(Labeled shape records)
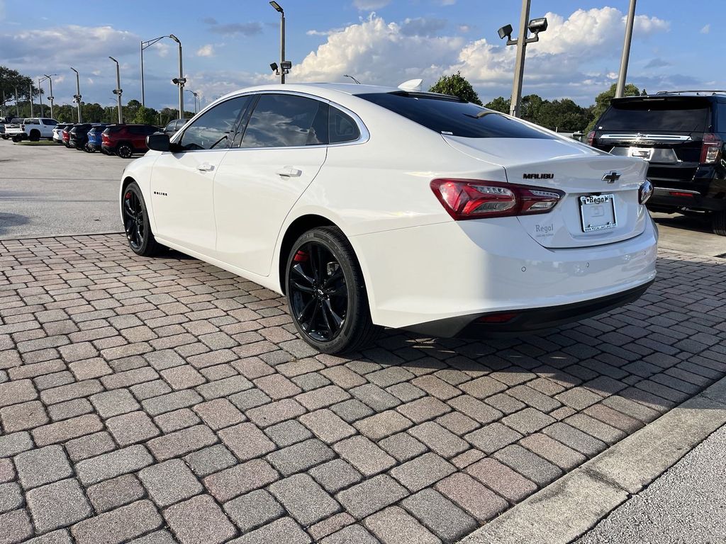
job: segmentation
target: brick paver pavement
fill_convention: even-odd
[[[0,242],[0,544],[454,542],[726,374],[726,260],[487,342],[347,357],[123,236]]]

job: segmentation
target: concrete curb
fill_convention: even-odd
[[[726,378],[477,529],[460,544],[567,544],[726,424]]]

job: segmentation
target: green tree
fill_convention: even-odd
[[[499,96],[498,98],[495,98],[489,104],[485,104],[484,107],[489,108],[489,110],[494,110],[495,112],[509,113],[510,104],[511,103],[511,99]]]
[[[610,101],[615,98],[615,91],[617,85],[613,83],[607,91],[600,93],[595,99],[595,107],[591,112],[592,117],[590,121],[585,129],[585,133],[588,133],[595,128],[595,123],[600,119],[600,116],[605,113],[605,110],[610,105]],[[625,86],[626,96],[638,96],[640,95],[640,90],[632,83]]]
[[[432,93],[441,93],[442,94],[450,94],[452,96],[458,96],[462,100],[468,102],[473,102],[481,105],[479,100],[479,95],[476,94],[471,83],[466,81],[466,78],[461,75],[461,72],[457,72],[451,75],[442,75],[439,81],[428,89]]]
[[[136,117],[134,118],[134,123],[142,125],[155,125],[158,121],[159,112],[152,108],[143,106],[139,108]]]

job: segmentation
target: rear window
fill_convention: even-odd
[[[600,118],[598,131],[706,132],[711,105],[706,100],[671,99],[613,103]]]
[[[554,138],[497,112],[453,98],[407,92],[357,96],[447,136],[463,138]]]

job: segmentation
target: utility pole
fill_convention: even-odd
[[[174,34],[169,34],[169,38],[179,44],[179,77],[176,84],[179,87],[179,119],[184,119],[184,84],[187,80],[184,77],[184,68],[182,66],[182,42]]]
[[[514,65],[514,86],[512,87],[512,101],[509,113],[519,117],[522,102],[522,81],[524,79],[524,59],[527,50],[527,23],[529,22],[531,0],[522,0],[522,13],[519,17],[519,38],[517,39],[517,60]]]
[[[52,119],[55,119],[55,118],[53,117],[53,80],[51,79],[51,76],[48,75],[48,74],[43,75],[48,78],[49,85],[50,85],[50,96],[48,97],[48,99],[50,100],[50,116]],[[52,74],[52,75],[56,75],[57,74]]]
[[[618,76],[618,86],[615,90],[615,97],[621,98],[625,94],[625,79],[628,75],[628,60],[630,59],[630,42],[633,38],[633,23],[635,21],[635,1],[630,0],[628,20],[625,23],[625,43],[623,44],[623,56],[620,59],[620,75]]]
[[[81,82],[78,79],[78,70],[76,68],[71,67],[70,68],[76,73],[76,95],[73,98],[76,99],[76,104],[78,107],[78,123],[81,123]]]
[[[123,114],[121,112],[121,73],[118,67],[118,61],[113,57],[109,57],[111,60],[116,63],[116,88],[113,90],[113,94],[116,95],[116,102],[118,103],[118,124],[123,124]]]

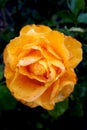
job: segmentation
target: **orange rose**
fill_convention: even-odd
[[[4,50],[4,75],[16,99],[52,110],[74,89],[81,43],[44,25],[26,25]]]

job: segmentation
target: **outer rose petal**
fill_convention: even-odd
[[[21,74],[16,74],[9,84],[9,89],[18,100],[32,102],[44,93],[48,85],[29,79]]]
[[[50,31],[46,34],[46,38],[55,52],[66,62],[69,59],[69,52],[64,44],[64,34],[58,31]]]
[[[77,80],[73,69],[82,60],[82,49],[70,36],[44,25],[27,25],[6,46],[3,57],[12,94],[25,105],[51,110],[73,91]]]
[[[81,43],[71,36],[66,36],[64,43],[70,53],[70,66],[72,68],[75,68],[82,60]]]
[[[26,25],[24,26],[21,31],[20,31],[20,35],[27,35],[27,34],[34,34],[34,33],[47,33],[51,31],[51,29],[47,26],[44,26],[44,25]]]

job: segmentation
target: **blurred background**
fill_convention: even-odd
[[[74,92],[54,110],[29,108],[5,84],[3,50],[26,24],[44,24],[82,43],[83,61],[75,69]],[[87,130],[86,0],[0,0],[0,130]]]

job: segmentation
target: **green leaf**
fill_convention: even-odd
[[[73,23],[75,21],[73,14],[66,10],[58,11],[57,17],[61,18],[60,23]]]
[[[0,85],[0,110],[12,110],[16,107],[17,101],[13,98],[5,85]]]
[[[0,80],[3,78],[3,65],[0,65]]]
[[[85,7],[84,0],[68,0],[68,7],[72,13],[78,15],[80,10],[83,10]]]
[[[54,110],[48,111],[49,115],[57,119],[61,116],[68,108],[68,99],[63,102],[56,103]]]
[[[77,20],[78,20],[79,23],[85,23],[85,24],[87,24],[87,13],[81,13],[81,14],[79,14]]]

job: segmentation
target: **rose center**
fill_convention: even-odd
[[[45,68],[39,63],[31,64],[29,70],[35,75],[44,75],[46,72]]]

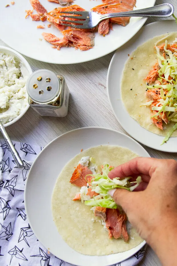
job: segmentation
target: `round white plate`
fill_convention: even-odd
[[[40,0],[49,11],[60,5]],[[155,0],[137,0],[137,8],[154,5]],[[51,45],[43,39],[42,32],[50,32],[58,37],[63,37],[57,29],[47,27],[49,22],[32,21],[31,17],[25,19],[25,10],[32,9],[29,0],[16,0],[12,5],[9,0],[0,1],[0,36],[3,41],[13,49],[27,56],[40,61],[57,64],[72,64],[86,62],[98,58],[116,50],[126,43],[137,32],[146,21],[145,18],[132,18],[126,27],[114,25],[113,31],[104,37],[96,34],[95,46],[87,51],[74,48],[62,47],[60,51],[51,47]],[[74,0],[86,10],[102,3],[101,0]],[[7,4],[10,6],[5,7]],[[45,29],[37,29],[38,25],[45,25]],[[39,39],[43,39],[40,41]]]
[[[138,46],[155,36],[177,31],[174,20],[151,23],[143,27],[131,40],[117,50],[111,61],[108,73],[108,97],[116,117],[129,135],[138,141],[156,150],[168,152],[177,152],[177,138],[170,138],[161,145],[164,137],[152,133],[142,127],[131,117],[121,99],[120,83],[124,65],[130,54]]]
[[[7,54],[15,56],[15,57],[18,58],[21,62],[21,67],[23,68],[23,74],[24,76],[29,77],[30,75],[32,74],[33,71],[31,66],[25,58],[24,58],[20,53],[17,53],[16,51],[11,48],[8,48],[8,47],[6,47],[5,46],[0,46],[0,52],[1,52],[5,53]],[[20,119],[27,111],[29,107],[29,105],[28,103],[26,108],[24,109],[23,112],[20,114],[11,121],[5,124],[4,125],[4,126],[5,127],[8,126],[10,126]]]
[[[25,209],[33,231],[39,241],[50,249],[50,252],[72,264],[79,266],[114,264],[133,255],[145,243],[144,241],[130,250],[116,254],[84,255],[73,249],[63,240],[53,221],[52,194],[63,168],[82,149],[108,143],[128,148],[141,156],[150,157],[140,144],[122,133],[101,128],[84,128],[64,134],[48,144],[33,163],[27,180]]]

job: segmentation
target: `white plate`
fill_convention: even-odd
[[[60,5],[50,3],[47,0],[40,0],[45,7],[50,11]],[[154,5],[155,0],[148,1],[137,0],[137,8],[149,7]],[[56,28],[48,28],[49,22],[32,21],[30,17],[25,19],[26,9],[32,9],[29,0],[16,0],[14,5],[8,7],[9,0],[0,1],[0,36],[8,45],[21,53],[31,58],[50,63],[71,64],[86,62],[98,58],[116,50],[126,43],[141,27],[146,18],[132,18],[130,24],[126,27],[114,25],[114,31],[105,37],[97,33],[94,47],[87,51],[76,50],[73,48],[63,47],[60,51],[51,48],[52,46],[43,38],[43,32],[50,32],[58,37],[63,35]],[[101,0],[75,0],[86,10],[102,3]],[[45,24],[45,29],[37,29],[37,25]]]
[[[166,143],[160,145],[164,137],[144,128],[131,117],[121,99],[120,82],[128,54],[130,54],[138,46],[150,39],[175,31],[177,31],[177,26],[174,20],[155,22],[143,27],[123,47],[120,48],[116,52],[110,63],[107,78],[108,97],[112,109],[125,130],[135,139],[146,146],[170,152],[177,152],[177,138],[170,138]]]
[[[25,203],[31,228],[39,240],[62,260],[79,266],[108,266],[119,262],[138,251],[144,241],[128,251],[106,256],[90,256],[75,251],[63,240],[53,221],[52,193],[56,180],[66,164],[81,149],[100,145],[128,148],[141,156],[150,157],[132,139],[115,130],[84,128],[70,131],[55,139],[43,150],[33,163],[25,186]]]
[[[17,58],[19,61],[21,62],[21,67],[22,68],[23,70],[23,73],[24,75],[27,77],[29,77],[30,75],[32,74],[33,71],[31,69],[31,68],[25,58],[24,58],[23,56],[19,53],[17,53],[16,51],[11,49],[11,48],[8,48],[5,46],[0,46],[0,52],[3,52],[5,53],[6,54],[7,54],[11,55]],[[27,111],[29,107],[29,105],[28,104],[26,107],[25,108],[24,110],[21,114],[18,116],[16,118],[8,122],[4,125],[4,126],[5,127],[8,126],[10,126],[13,124],[18,120],[20,119],[23,116],[26,112]]]

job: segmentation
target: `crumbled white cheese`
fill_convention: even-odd
[[[90,197],[89,195],[87,195],[88,192],[88,188],[85,186],[82,186],[80,190],[81,201],[83,202],[84,201],[89,201]]]
[[[90,211],[92,211],[94,213],[95,211],[95,210],[96,208],[96,206],[94,206],[93,207],[92,207],[92,208],[90,209]]]
[[[94,207],[92,207],[90,209],[90,211],[92,211],[94,213],[96,208],[96,207],[95,206],[94,206]],[[92,218],[92,222],[93,221],[92,221],[93,219],[93,218]],[[106,230],[106,231],[108,231],[107,229],[106,228],[106,226],[105,222],[104,222],[104,221],[103,221],[103,220],[102,220],[102,219],[100,219],[99,217],[96,216],[96,217],[95,217],[95,218],[94,219],[94,222],[98,222],[100,223],[103,226],[103,228],[104,228],[105,230]]]
[[[82,157],[79,161],[79,164],[80,164],[84,166],[88,166],[90,162],[90,156],[84,156]]]
[[[27,78],[23,76],[17,59],[0,52],[0,119],[3,124],[15,118],[27,106]]]

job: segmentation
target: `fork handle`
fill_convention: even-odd
[[[120,17],[170,17],[174,12],[174,7],[171,4],[166,3],[148,8],[101,15],[101,21],[106,18]]]

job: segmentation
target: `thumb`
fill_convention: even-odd
[[[126,213],[132,211],[136,192],[128,191],[122,188],[114,188],[109,190],[108,193],[116,204],[120,206]]]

YOUR OBJECTIVE: Give everything from the start of the records down to the line containing "[[[726,378],[477,529],[460,544],[567,544],[726,424]]]" as a numbered list, including that line and leaving out blank lines and the pictures.

FINAL RESULT:
1. job: segmentation
2. target: brick paver pavement
3. fill_convention: even-odd
4. [[[0,242],[0,544],[454,542],[726,374],[726,260],[487,342],[347,357],[123,236]]]
5. job: segmentation
6. target: concrete curb
7. fill_convention: even-odd
8. [[[726,378],[477,529],[460,544],[567,544],[726,424]]]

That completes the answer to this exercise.